> **SELECTED PASSAGE**
Purpose of the Study:

  • To develop a novel, weakly supervised deep learning method for depth estimation in single-camera FPP.
  • To improve measurement speed and fringe pattern efficiency compared to conventional FPP techniques.
  • To achieve competitive accuracy in 3D reconstruction with reduced fringe patterns.

Main Methods:

  • A weakly supervised deep learning network inspired by unsupervised monocular depth estimation was developed.
  • The network was trained to estimate depth from three frames of 64-period fringe images.
  • The method focuses on efficient depth estimation from limited fringe data.

Main Results:

  • The trained network successfully estimates depth from only three frames of 64-period fringe images.
  • The proposed method demonstrates at least 50% greater fringe pattern efficiency than conventional FPP.

> **DATA PROVIDED**
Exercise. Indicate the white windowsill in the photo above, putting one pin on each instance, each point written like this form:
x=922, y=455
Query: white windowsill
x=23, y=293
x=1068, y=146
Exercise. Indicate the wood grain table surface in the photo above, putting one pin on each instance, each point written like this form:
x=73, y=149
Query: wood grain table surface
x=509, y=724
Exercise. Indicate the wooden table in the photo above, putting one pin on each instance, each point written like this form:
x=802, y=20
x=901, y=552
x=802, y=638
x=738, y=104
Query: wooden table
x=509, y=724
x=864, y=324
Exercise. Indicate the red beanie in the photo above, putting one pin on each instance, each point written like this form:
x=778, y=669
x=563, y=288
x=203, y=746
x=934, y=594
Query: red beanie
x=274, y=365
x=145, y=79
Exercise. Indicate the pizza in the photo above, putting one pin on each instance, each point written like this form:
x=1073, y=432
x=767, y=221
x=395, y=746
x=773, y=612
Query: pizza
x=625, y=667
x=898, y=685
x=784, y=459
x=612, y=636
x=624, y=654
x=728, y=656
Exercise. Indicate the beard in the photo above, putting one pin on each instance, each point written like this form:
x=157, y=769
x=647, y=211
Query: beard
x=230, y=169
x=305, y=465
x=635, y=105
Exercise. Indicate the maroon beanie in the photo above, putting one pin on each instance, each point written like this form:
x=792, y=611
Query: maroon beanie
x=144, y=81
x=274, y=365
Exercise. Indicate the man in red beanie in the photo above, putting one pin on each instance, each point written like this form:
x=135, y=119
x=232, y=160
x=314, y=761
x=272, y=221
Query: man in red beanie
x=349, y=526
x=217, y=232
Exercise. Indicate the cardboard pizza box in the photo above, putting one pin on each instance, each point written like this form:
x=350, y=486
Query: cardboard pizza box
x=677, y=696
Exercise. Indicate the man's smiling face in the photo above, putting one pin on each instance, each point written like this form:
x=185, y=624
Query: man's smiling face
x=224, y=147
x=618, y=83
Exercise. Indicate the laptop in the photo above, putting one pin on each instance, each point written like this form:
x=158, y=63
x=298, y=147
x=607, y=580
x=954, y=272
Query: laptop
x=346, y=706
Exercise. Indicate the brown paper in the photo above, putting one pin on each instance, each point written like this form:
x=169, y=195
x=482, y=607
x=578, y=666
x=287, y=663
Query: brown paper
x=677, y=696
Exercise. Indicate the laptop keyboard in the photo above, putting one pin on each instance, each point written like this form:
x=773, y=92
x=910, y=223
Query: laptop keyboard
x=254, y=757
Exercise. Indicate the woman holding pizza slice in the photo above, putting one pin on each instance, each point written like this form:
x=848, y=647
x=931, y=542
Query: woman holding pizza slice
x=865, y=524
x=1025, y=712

> **SHORT PROBLEM 1**
From the records, pull out every line that contains the string "cardboard". Case counts.
> **SHORT PROBLEM 2**
Carry on the summary of the weakly supervised depth estimation study from the point where it ends.

> **EXERCISE ANSWER 1**
Exercise. Indicate the cardboard pizza box in the photo above, putting one pin on each instance, each point written like this form:
Query: cardboard pizza box

> **EXERCISE ANSWER 2**
  • Experimental results show accuracy comparable to supervised methods and superior performance over conventional dual-frequency FPP.

Conclusions:

  • Weakly supervised deep learning offers a promising approach to enhance the speed and efficiency of FPP.
  • The developed method achieves high-accuracy 3D reconstruction with a significantly reduced number of fringe patterns.
  • This advancement has the potential to broaden the applications of FPP in various fields requiring fast and accurate 3D imaging.